Exercise prompt:
Retype every item below word for word, but leave out the pictures.

(Pointing items for named objects)
• • • • • • •
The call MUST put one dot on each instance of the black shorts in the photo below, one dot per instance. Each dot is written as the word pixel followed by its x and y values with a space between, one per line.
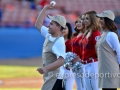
pixel 58 85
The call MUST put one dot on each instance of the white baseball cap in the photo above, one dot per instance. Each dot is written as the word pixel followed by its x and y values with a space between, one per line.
pixel 59 19
pixel 107 13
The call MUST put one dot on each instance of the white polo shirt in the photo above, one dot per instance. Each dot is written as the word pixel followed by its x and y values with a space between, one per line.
pixel 113 42
pixel 58 48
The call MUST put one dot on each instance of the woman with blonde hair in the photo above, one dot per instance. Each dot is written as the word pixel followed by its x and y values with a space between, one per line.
pixel 108 51
pixel 89 55
pixel 77 49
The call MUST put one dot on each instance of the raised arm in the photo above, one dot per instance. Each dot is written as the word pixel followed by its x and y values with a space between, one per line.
pixel 41 17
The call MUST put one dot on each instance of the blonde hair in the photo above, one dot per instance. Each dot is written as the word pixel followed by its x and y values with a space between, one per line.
pixel 95 25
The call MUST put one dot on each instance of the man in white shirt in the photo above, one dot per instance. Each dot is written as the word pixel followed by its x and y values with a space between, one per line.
pixel 53 49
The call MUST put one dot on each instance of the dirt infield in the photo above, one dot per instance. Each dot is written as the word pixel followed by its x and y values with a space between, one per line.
pixel 22 83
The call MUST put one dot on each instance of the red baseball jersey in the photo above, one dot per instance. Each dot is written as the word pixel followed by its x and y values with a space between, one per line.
pixel 68 45
pixel 88 46
pixel 76 45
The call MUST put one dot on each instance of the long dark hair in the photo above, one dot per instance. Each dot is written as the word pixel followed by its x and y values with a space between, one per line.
pixel 77 31
pixel 94 22
pixel 69 30
pixel 111 26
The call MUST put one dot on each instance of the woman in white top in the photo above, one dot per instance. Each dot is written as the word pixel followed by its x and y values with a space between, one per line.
pixel 108 51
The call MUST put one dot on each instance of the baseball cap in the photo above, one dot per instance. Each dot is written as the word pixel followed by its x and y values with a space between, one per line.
pixel 59 19
pixel 107 13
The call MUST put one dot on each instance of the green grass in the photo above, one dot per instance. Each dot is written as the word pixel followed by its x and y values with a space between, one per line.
pixel 19 88
pixel 18 71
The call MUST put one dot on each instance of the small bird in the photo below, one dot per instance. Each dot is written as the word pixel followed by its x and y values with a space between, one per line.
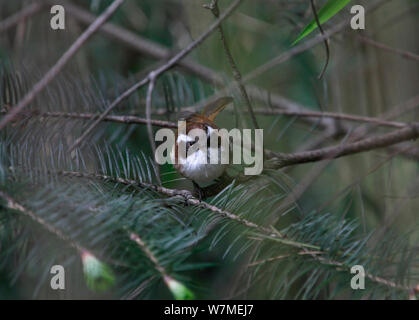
• • • • • • •
Expected output:
The call MUST put one dot on each instance of the black shorts in the photo below, one dot per instance. Each dot is written as the word pixel followed by its x and y values with a space between, one per line.
pixel 58 85
The call MUST put one dot on each instance of the white baseball cap in the photo above, one dot per instance. Each dot is written as the word pixel followed by its x and y values with a space between, one per line.
pixel 59 19
pixel 107 13
The call MUST put one dot on each instance of the white polo shirt in the photo above, one dot per instance. Each dot is written as the word pixel followed by its x and y values with a space between, one per line.
pixel 113 42
pixel 58 48
The call MUST put one dot on each instance of the woman with blonde hair in the photo above, one dot per instance. Each dot is written as the word pixel followed by its x and y values with a space between, one per line.
pixel 108 51
pixel 89 55
pixel 77 49
The call MUST put one dot on each instance of the raised arm in the photo above, one dot per instance. Each dot is written as the word pixel followed by its x and y values with a space between, one per line.
pixel 41 17
The call MUST put one dot on each instance of the blonde hair in the photo above, one dot per instance. Each dot is written as the word pixel followed by its x and y values with a space between, one per line.
pixel 95 25
The call MUST put one dot on each instance of the man in white shirt in the photo above, one dot per instance. Each dot is written as the word pixel followed by its x and y values with a space between, one per line.
pixel 53 49
The call MUST put one dot on each instance of the dirt infield in the photo above, one dot per instance. Each dot is written as the word pixel followed by its x and y values with a space between, one per line.
pixel 22 83
The call MUST put one dot on each instance of the red baseball jersey in the photo above, one dot per instance. Each dot is written as the word pixel followed by its x and y values with a space between, one per line.
pixel 68 45
pixel 88 46
pixel 76 45
The call MUST put one dot on each instance of the long dark hair in the photo above, one dot per instance. Each dot is written as the word pixel followed by its x and y values with a space between, one per line.
pixel 77 31
pixel 94 22
pixel 69 30
pixel 111 26
The call MUST put one dot on each instance of the woman in white top in the photo above, one dot per instance. Each dot is written as the word pixel followed by its x and y values with a space between, one per line.
pixel 108 51
The call MUST put one dot on each instance of the baseball cap in the photo above, one dot per instance. Each dot is written as the word pixel followed by its x and y values with a space between, one per line.
pixel 59 19
pixel 107 13
The call MUST put one dot on each instance of the green grass in the photo above, one dot per instance. Each dot is written as the word pixel followed by its x and y values with a space between, one per line.
pixel 19 88
pixel 18 71
The call MUST put one dot on each instance of the small bird in the photo below, one dot per instance. Each dot is written as the word pixel followed by its x and y values with a space between, one per line.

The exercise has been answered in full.